→ Recorded data
■ ■ ■ ■
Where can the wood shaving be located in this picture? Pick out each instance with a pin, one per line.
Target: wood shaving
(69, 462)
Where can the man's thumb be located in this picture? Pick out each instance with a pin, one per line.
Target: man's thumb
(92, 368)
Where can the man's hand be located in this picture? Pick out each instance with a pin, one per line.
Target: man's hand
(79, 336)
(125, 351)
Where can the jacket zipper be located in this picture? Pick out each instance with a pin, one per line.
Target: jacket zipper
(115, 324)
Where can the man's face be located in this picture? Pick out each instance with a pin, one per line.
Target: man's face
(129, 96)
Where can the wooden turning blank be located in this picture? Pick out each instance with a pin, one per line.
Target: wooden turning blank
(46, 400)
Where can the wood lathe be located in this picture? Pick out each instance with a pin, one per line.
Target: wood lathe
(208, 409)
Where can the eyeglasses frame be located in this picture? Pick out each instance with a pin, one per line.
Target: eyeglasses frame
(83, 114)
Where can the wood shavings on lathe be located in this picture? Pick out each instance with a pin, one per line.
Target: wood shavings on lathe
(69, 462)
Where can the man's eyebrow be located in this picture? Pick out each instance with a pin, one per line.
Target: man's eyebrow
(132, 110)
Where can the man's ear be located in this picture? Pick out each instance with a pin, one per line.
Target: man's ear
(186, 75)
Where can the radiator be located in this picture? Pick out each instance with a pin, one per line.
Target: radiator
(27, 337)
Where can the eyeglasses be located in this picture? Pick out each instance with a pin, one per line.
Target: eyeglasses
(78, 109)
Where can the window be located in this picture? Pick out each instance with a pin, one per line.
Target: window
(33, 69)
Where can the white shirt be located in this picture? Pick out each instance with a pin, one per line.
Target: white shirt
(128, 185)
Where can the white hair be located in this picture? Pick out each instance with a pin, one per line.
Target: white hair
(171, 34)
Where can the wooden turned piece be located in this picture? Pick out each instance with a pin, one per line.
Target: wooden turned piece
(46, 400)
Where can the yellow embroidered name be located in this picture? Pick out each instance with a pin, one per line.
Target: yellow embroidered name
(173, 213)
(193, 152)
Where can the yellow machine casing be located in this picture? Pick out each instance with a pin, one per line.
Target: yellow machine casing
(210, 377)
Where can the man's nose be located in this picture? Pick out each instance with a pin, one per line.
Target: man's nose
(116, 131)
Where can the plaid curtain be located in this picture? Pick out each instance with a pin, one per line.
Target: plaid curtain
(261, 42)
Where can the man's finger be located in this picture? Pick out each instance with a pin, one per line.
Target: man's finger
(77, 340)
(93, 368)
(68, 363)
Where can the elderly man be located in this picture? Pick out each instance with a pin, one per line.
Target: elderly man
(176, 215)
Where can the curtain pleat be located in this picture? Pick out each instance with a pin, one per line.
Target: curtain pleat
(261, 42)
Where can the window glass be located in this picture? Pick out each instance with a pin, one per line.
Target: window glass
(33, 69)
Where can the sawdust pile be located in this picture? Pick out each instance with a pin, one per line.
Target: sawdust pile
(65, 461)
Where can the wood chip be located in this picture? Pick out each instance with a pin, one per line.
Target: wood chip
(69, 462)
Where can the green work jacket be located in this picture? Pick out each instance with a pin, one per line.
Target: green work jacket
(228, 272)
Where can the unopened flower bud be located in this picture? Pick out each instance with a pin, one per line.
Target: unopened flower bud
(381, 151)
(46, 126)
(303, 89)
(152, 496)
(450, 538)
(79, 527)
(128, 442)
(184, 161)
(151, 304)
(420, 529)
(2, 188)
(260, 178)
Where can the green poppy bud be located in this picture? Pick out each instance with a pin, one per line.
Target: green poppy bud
■ ■ ■ ■
→ Work to complete
Provide nothing but the number of lines in the material above in which the string "poppy" is found.

→ Answer for this exercise
2